Records shown:

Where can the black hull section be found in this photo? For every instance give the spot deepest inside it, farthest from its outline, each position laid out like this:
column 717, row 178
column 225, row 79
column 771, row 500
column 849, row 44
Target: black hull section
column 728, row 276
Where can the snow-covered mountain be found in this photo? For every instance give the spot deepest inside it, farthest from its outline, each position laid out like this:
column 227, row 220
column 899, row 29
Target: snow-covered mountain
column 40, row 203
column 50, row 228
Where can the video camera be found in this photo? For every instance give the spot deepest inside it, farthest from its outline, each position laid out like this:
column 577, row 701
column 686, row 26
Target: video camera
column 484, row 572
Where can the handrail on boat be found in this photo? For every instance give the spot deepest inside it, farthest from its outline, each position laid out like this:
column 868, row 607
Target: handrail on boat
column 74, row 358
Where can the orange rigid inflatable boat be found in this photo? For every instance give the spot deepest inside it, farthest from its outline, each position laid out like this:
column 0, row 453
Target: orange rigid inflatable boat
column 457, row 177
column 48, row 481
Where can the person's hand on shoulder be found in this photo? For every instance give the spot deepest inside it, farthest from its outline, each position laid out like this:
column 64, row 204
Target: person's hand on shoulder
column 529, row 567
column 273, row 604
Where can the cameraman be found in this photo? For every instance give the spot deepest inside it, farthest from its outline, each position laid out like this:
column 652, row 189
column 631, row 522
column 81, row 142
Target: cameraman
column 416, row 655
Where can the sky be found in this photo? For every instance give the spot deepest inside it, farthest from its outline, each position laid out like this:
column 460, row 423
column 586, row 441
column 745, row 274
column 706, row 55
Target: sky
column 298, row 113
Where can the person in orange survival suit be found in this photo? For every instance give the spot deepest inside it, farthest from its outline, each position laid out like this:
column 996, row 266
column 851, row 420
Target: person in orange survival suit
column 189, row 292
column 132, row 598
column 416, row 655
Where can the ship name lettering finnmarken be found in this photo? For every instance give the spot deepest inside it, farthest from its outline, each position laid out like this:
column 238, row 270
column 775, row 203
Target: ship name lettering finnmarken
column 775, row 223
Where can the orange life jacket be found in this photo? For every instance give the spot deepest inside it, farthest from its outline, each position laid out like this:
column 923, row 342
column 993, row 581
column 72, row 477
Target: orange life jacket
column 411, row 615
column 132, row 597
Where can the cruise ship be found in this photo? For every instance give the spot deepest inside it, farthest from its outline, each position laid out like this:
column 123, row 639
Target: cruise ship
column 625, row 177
...
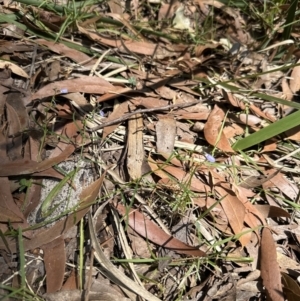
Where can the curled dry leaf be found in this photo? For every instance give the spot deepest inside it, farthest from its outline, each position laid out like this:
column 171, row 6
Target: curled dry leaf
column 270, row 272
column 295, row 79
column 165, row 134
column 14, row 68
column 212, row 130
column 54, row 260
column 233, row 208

Short exercise: Turn the material above, from the line with "Where can the black" up to and including the line with "column 728, row 276", into a numbered list with any blank lines left out.

Response to this exercise:
1. Where can the black hull section be found in this photo? For every instance give the spot deepest inside it, farthest from its outline, each position laid out like this:
2. column 717, row 178
3. column 225, row 79
4. column 771, row 500
5. column 849, row 44
6. Target: black hull section
7. column 728, row 276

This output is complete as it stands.